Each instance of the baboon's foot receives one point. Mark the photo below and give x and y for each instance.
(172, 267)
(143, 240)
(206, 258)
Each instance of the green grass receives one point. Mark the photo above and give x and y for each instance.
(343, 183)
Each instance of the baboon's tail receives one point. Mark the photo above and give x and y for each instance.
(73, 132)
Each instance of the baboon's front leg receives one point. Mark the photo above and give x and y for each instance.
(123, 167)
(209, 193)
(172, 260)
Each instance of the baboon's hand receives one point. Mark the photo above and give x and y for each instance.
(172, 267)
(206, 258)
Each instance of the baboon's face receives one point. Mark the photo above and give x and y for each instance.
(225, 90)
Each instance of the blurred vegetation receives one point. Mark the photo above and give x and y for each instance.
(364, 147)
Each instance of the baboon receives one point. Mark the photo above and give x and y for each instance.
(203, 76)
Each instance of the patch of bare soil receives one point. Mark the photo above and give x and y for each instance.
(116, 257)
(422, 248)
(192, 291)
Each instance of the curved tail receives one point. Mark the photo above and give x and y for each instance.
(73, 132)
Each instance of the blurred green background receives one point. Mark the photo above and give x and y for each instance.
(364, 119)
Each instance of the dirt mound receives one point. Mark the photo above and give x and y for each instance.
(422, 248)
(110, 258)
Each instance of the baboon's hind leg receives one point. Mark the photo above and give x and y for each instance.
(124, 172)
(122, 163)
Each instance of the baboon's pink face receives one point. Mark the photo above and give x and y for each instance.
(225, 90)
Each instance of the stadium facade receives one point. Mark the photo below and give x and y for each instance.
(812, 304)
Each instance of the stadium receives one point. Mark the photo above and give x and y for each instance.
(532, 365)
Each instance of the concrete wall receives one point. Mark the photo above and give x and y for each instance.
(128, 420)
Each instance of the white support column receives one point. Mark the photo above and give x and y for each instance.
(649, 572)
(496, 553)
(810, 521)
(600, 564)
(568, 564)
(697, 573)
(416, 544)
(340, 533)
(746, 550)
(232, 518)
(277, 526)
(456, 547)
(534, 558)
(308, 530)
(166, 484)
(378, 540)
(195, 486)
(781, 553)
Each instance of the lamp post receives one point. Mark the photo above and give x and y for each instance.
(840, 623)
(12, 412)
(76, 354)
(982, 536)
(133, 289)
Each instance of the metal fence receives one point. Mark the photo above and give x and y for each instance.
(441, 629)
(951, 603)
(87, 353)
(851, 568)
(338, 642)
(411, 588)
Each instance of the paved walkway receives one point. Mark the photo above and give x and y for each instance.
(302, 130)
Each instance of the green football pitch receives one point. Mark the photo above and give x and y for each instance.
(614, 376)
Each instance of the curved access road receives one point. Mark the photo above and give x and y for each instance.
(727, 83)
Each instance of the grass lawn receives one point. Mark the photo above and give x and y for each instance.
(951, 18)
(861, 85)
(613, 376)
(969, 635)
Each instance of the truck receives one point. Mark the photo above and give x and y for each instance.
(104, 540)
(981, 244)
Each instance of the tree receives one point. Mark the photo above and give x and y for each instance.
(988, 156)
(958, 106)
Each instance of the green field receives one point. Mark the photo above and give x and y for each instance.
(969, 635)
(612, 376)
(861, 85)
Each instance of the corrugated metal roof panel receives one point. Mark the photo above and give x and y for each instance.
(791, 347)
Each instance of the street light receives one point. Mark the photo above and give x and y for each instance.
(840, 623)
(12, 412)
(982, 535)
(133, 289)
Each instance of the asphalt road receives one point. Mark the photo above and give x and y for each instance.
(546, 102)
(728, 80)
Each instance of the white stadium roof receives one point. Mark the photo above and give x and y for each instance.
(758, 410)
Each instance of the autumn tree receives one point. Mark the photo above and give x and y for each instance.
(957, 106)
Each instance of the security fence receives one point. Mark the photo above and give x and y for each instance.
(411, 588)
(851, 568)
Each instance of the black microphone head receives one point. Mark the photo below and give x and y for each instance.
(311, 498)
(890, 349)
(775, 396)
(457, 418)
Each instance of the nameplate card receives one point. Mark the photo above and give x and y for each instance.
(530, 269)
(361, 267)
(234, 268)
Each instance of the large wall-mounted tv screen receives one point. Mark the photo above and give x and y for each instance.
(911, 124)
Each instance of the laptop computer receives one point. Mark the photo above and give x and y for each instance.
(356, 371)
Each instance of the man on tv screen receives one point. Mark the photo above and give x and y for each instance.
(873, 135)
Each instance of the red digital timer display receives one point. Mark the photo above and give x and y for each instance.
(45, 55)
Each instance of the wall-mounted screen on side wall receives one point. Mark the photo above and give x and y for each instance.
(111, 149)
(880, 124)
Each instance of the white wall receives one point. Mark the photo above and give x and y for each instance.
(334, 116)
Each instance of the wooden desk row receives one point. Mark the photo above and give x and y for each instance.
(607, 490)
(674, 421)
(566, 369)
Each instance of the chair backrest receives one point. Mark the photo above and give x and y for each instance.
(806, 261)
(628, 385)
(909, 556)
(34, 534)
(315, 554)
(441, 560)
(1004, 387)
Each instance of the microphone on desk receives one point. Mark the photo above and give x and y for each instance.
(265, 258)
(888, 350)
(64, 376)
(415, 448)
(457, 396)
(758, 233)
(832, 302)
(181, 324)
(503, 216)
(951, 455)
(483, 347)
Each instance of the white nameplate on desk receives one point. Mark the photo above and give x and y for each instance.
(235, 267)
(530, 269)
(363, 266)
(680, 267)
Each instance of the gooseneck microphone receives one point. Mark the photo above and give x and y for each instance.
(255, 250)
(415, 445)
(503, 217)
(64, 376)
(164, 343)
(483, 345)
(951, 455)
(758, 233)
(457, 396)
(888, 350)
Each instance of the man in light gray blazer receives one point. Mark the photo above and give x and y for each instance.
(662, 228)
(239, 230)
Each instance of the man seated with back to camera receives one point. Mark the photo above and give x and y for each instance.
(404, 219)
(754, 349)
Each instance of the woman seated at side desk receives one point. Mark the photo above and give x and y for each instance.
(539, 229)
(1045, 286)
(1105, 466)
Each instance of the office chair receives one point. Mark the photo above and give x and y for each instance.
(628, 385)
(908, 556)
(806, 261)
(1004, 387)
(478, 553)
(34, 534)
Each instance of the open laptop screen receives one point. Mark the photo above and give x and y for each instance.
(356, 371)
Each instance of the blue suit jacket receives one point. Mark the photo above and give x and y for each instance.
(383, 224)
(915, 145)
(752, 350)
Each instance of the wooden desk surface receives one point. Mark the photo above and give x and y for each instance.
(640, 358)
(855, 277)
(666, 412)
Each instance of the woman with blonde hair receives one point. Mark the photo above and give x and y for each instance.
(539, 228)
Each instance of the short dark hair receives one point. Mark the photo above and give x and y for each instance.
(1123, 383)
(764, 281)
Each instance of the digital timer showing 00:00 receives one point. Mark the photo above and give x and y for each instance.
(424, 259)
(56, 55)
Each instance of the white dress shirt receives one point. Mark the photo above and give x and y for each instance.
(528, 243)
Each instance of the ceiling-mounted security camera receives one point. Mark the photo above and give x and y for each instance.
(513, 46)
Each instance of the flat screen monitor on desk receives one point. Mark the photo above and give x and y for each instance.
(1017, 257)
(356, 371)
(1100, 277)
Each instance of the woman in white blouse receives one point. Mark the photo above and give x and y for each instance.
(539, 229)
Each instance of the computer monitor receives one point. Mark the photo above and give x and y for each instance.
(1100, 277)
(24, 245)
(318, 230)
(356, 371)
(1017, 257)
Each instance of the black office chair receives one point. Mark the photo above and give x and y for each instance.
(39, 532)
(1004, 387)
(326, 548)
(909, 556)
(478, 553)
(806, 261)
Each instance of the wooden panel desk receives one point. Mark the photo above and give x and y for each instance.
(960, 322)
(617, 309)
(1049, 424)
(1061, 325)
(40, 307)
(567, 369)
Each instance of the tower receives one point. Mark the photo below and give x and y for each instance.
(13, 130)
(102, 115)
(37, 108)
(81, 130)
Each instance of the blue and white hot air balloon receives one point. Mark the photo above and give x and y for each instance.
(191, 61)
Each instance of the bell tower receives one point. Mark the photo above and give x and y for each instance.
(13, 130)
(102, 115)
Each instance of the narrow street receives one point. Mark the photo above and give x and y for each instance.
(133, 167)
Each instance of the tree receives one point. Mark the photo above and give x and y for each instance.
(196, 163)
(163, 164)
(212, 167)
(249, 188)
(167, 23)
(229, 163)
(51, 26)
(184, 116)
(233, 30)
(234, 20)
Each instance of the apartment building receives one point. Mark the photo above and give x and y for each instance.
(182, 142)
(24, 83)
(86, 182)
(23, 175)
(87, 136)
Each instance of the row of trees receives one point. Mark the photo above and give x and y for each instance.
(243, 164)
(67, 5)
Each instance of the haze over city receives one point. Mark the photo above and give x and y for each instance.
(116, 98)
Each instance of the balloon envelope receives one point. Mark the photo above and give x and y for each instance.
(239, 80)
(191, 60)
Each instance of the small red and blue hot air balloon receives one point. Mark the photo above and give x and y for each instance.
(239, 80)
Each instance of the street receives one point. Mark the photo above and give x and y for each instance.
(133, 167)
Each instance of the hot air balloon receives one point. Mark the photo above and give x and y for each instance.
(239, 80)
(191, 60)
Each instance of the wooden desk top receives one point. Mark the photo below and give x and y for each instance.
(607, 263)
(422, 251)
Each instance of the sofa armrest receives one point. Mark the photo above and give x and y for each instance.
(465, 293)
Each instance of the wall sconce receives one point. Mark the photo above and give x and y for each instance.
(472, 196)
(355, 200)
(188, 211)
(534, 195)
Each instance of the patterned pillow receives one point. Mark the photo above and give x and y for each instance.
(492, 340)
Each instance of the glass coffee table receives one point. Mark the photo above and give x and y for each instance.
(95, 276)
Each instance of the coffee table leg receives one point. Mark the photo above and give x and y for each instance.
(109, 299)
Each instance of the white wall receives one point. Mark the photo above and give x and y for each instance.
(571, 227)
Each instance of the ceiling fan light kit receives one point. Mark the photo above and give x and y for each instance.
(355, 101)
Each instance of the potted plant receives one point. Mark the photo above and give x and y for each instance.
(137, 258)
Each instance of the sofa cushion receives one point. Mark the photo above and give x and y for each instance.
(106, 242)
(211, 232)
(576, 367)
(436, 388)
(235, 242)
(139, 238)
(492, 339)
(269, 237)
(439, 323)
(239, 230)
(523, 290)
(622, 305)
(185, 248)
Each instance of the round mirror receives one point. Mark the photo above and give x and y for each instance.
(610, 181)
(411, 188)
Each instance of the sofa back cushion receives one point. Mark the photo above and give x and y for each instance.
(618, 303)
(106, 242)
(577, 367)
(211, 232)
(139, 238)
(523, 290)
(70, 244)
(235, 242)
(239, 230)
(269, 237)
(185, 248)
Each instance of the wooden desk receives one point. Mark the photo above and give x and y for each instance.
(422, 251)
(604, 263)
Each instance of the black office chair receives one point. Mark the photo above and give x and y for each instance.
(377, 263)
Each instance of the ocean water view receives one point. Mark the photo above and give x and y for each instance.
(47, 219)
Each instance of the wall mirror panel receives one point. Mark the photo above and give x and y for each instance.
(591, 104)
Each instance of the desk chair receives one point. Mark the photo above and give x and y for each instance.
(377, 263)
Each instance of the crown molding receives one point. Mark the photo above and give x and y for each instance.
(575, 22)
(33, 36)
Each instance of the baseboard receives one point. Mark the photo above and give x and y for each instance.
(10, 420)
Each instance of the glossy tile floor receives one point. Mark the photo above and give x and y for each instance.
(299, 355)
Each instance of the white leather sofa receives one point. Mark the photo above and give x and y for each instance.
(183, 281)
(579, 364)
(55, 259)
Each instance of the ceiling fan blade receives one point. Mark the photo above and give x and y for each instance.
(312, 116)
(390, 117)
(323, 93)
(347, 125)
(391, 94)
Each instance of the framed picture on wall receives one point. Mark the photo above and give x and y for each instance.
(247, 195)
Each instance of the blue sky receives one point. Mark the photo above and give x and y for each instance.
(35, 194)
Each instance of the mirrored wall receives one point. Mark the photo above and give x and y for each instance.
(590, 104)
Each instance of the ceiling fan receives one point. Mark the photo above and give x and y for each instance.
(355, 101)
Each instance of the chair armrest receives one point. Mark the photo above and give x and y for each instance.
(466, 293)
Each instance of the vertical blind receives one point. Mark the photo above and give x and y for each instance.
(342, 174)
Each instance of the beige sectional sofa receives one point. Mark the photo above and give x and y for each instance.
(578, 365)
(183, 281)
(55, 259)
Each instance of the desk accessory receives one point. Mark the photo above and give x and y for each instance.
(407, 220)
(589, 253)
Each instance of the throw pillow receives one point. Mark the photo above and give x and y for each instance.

----------------------------------------

• Requirement:
Output the lines from the line containing "Each instance of the blue sky" to the end, both included; add nothing.

• Task solution:
Each instance of the blue sky receives one point. Mark the photo above and give x and y for each instance.
(35, 194)
Each instance of the mirrored wall receives one point. Mark the photo above and give x and y for each instance.
(590, 104)
Each instance of the ceiling fan receives one point. Mark the photo above and give x and y for each instance.
(355, 101)
Each instance of the chair armrest receives one point. Mark the photo above and give x and y for each instance.
(466, 293)
Each instance of the vertical blind receives one point. Mark the photo above and give x and y for each instance.
(342, 174)
Each instance of the beige sectional sofa receives one point. Mark the photo above and give x and y for each instance.
(578, 365)
(183, 281)
(55, 259)
Each instance of the desk accessory receives one point. Mark the photo above and give x and y for each instance.
(407, 220)
(589, 253)
Each instance of the throw pillow receives one point. Mark the photo above and give x and y for each instance.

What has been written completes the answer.